STORED ROWS:
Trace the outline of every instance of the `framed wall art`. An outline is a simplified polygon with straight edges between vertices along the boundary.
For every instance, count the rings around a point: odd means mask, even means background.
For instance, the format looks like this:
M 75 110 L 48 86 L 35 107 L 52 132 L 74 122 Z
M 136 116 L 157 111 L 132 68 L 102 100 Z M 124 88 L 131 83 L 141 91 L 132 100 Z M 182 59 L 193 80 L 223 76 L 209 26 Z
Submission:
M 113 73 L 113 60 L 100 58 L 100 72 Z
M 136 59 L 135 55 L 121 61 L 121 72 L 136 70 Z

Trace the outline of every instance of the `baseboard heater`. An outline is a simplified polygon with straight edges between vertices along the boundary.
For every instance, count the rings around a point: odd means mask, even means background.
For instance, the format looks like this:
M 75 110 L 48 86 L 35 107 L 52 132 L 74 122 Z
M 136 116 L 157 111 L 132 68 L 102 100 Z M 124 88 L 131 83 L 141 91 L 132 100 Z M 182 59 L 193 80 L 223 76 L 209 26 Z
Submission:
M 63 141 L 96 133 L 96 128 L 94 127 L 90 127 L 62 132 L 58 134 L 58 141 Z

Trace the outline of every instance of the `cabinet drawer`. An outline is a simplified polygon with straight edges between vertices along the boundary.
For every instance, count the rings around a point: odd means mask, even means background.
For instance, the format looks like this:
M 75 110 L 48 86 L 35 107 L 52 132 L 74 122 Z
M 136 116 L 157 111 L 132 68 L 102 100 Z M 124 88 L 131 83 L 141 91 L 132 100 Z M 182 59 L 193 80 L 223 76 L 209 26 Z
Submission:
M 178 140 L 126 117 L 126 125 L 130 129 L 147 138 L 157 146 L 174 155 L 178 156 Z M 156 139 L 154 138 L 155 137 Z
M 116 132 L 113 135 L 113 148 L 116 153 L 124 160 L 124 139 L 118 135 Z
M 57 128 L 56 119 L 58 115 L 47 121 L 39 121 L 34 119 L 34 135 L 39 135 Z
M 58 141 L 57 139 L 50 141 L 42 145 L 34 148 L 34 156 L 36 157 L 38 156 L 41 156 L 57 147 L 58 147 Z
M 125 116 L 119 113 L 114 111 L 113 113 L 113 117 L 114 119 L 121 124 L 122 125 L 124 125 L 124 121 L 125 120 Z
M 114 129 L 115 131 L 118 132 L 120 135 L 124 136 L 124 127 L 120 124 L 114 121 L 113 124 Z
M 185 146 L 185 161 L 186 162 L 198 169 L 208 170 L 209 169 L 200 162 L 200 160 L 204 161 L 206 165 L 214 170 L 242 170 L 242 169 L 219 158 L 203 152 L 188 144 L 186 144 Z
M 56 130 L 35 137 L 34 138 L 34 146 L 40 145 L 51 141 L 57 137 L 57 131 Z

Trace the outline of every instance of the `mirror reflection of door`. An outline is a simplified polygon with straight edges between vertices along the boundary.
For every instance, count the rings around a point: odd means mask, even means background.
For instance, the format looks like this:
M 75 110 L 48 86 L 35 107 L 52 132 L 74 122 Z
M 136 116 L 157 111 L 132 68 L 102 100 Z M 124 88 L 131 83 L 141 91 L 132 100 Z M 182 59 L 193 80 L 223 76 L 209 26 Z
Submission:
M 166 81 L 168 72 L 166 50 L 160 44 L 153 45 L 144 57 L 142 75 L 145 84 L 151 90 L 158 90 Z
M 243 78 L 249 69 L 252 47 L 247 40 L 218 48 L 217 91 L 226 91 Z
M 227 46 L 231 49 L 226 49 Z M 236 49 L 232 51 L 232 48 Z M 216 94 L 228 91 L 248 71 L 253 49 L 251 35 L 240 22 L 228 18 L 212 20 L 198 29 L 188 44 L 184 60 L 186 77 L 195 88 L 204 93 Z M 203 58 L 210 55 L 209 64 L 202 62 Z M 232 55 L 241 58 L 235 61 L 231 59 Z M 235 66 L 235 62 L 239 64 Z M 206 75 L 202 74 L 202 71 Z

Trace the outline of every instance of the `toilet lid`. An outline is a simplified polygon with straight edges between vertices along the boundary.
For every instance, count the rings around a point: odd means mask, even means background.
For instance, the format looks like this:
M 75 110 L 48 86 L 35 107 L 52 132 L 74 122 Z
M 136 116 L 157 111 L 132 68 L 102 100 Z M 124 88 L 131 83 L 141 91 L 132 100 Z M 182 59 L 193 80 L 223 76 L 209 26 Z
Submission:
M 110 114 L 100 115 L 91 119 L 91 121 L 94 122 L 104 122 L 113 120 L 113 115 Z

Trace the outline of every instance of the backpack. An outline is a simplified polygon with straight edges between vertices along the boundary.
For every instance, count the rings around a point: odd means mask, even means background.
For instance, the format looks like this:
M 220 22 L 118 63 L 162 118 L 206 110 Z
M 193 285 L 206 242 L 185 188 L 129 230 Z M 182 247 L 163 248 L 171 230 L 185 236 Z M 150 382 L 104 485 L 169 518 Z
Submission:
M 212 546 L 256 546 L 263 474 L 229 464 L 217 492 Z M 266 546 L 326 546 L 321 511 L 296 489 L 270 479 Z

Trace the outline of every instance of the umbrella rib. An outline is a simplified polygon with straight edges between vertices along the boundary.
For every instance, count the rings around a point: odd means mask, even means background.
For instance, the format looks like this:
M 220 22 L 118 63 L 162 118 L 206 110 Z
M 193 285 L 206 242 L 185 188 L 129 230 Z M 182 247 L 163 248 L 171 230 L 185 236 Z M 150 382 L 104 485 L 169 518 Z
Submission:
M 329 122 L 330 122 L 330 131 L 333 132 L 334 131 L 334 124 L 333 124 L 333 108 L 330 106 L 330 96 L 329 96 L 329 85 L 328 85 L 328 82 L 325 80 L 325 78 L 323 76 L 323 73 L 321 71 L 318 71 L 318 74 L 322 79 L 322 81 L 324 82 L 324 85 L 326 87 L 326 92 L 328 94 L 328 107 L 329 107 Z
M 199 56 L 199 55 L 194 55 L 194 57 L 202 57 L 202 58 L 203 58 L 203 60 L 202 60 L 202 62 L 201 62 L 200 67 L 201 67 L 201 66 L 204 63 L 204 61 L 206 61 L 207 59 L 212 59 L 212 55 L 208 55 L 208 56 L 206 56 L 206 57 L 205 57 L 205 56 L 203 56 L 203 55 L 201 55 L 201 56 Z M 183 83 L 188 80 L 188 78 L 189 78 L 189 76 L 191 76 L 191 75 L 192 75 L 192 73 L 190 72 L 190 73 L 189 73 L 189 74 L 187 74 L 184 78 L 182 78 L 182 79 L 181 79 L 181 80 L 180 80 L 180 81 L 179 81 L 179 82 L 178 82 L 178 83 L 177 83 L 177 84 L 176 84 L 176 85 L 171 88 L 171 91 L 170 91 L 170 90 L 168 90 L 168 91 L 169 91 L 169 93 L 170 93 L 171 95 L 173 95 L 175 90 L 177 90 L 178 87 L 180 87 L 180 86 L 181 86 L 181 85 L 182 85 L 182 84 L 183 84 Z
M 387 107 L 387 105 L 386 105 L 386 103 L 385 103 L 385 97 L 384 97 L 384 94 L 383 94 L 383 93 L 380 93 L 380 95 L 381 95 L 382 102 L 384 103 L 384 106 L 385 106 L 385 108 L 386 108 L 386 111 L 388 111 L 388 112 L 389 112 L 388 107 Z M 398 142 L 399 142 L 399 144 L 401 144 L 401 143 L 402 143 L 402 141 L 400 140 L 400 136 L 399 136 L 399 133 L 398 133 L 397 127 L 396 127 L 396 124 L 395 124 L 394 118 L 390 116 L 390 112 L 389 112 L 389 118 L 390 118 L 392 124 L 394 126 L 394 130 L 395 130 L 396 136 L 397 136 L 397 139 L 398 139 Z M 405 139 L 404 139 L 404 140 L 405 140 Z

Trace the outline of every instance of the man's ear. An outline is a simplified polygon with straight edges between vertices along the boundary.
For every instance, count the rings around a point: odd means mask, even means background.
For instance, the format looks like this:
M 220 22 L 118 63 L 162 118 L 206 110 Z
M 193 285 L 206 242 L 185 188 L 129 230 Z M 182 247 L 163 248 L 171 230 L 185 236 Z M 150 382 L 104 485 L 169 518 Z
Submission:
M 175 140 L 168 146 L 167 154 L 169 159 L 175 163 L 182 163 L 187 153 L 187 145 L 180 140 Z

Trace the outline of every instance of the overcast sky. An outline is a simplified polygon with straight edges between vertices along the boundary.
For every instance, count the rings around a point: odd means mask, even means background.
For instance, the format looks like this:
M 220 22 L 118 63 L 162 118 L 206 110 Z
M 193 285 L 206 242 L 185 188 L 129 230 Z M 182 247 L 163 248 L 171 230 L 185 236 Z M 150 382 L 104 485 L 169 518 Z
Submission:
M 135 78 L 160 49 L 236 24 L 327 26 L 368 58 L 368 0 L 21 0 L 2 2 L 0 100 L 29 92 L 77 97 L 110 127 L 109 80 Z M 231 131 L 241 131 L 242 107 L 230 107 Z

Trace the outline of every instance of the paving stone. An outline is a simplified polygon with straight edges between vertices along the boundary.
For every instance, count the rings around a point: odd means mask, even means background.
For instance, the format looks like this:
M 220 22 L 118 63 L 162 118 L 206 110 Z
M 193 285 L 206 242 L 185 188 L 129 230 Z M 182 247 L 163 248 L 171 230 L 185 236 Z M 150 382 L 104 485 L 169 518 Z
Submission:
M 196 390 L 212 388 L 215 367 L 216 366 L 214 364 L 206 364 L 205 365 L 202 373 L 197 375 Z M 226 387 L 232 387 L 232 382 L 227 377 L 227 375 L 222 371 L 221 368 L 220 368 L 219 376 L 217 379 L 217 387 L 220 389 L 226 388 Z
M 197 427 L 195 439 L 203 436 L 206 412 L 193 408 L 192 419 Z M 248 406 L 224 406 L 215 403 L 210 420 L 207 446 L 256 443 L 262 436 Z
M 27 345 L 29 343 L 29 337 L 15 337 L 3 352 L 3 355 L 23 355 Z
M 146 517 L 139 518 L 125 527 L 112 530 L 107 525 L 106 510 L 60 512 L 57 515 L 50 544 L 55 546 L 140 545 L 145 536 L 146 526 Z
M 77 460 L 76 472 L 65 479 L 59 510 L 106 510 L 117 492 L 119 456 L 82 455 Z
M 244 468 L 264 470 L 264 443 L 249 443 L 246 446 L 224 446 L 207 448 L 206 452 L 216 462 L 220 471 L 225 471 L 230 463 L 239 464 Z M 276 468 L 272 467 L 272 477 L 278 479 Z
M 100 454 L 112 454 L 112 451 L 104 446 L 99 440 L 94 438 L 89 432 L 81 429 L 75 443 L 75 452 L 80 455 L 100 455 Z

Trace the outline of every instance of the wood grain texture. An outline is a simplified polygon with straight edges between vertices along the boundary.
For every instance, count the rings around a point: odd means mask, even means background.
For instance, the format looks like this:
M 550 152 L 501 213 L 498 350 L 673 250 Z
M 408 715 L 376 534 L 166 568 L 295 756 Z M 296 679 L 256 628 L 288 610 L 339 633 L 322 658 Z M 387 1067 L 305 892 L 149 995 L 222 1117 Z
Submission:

THE REQUEST:
Reproduce the rows above word for word, starting at the line that contains "Trace the outline of every instance of the man's" and stopping after the line that contains "M 175 140 L".

WORKED ANSWER:
Trace the outline of every instance of the man's ear. An outline is a simplified polygon with straight edges between vertices along the boundary.
For every instance, count the rings around a point: odd means mask, even means background.
For instance, the format looks like this:
M 220 22 L 118 63 L 162 118 L 206 110 Z
M 193 285 L 206 242 L 185 188 L 129 230 Z M 182 247 L 163 248 L 171 230 L 185 236 Z M 150 382 L 104 485 L 169 518 Z
Submission:
M 175 140 L 168 146 L 167 154 L 169 159 L 175 163 L 182 163 L 187 153 L 187 145 L 180 140 Z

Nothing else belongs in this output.